Retype the lines starting at the one that contains "outline boy's nose" and ending at the one that contains "69), (141, 67)]", with both of those lines included.

== Record extracts ==
[BEGIN]

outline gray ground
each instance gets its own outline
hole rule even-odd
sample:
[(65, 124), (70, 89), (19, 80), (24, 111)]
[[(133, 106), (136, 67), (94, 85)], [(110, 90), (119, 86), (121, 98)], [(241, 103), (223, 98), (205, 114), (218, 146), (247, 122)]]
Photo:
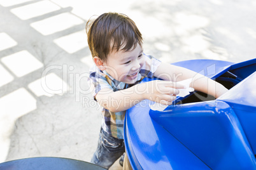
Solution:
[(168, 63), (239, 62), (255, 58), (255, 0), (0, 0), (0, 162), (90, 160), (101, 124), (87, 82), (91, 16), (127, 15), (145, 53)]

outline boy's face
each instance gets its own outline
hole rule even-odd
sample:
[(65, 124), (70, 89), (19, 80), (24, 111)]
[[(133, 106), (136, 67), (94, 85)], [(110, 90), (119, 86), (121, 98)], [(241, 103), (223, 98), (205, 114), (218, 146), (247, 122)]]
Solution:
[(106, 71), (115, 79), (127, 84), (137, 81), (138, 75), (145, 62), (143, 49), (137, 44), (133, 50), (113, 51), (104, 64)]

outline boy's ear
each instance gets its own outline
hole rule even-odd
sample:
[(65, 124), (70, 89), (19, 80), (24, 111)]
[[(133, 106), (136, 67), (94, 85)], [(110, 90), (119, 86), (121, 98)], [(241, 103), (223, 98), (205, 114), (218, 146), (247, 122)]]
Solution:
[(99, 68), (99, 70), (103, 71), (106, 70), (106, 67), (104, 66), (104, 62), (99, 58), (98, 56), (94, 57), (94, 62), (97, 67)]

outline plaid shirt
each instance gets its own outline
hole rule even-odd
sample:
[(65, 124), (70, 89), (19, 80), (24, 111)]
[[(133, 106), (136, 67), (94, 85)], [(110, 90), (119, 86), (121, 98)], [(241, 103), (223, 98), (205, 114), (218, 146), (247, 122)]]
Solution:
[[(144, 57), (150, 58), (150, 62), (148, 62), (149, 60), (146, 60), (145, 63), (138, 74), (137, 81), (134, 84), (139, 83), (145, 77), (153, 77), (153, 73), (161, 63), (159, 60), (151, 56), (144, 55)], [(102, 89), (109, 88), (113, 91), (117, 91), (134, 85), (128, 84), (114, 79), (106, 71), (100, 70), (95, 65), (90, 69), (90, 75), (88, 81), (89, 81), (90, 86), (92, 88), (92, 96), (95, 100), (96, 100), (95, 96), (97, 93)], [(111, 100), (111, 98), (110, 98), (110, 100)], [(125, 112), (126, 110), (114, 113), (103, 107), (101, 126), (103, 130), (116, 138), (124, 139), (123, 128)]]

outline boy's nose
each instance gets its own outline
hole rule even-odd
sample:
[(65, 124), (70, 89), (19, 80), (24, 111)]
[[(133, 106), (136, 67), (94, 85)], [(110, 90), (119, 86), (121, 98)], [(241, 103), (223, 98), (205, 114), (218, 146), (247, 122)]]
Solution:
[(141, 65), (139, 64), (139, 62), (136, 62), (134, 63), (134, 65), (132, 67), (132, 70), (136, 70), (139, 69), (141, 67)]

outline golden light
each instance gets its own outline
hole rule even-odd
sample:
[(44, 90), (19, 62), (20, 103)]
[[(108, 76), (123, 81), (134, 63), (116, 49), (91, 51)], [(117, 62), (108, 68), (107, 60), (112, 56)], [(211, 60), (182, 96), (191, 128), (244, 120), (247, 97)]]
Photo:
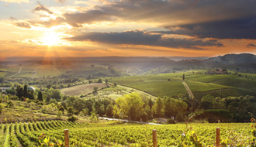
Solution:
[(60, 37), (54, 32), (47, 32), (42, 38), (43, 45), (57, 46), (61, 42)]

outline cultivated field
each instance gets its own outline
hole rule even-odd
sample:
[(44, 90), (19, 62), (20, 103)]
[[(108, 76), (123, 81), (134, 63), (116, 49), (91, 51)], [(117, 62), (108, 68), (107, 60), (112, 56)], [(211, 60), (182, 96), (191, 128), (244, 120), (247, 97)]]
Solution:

[END]

== Task result ==
outline boy's nose
each instance gets its own outline
hole rule even-odd
sample:
[(65, 124), (70, 89), (19, 80), (24, 111)]
[[(133, 106), (136, 67), (94, 85)], [(110, 90), (119, 86), (121, 98)], [(241, 103), (223, 98), (205, 114), (218, 146), (247, 122)]]
Solution:
[(141, 65), (139, 64), (139, 62), (136, 62), (134, 63), (134, 65), (132, 67), (132, 70), (136, 70), (139, 69), (141, 67)]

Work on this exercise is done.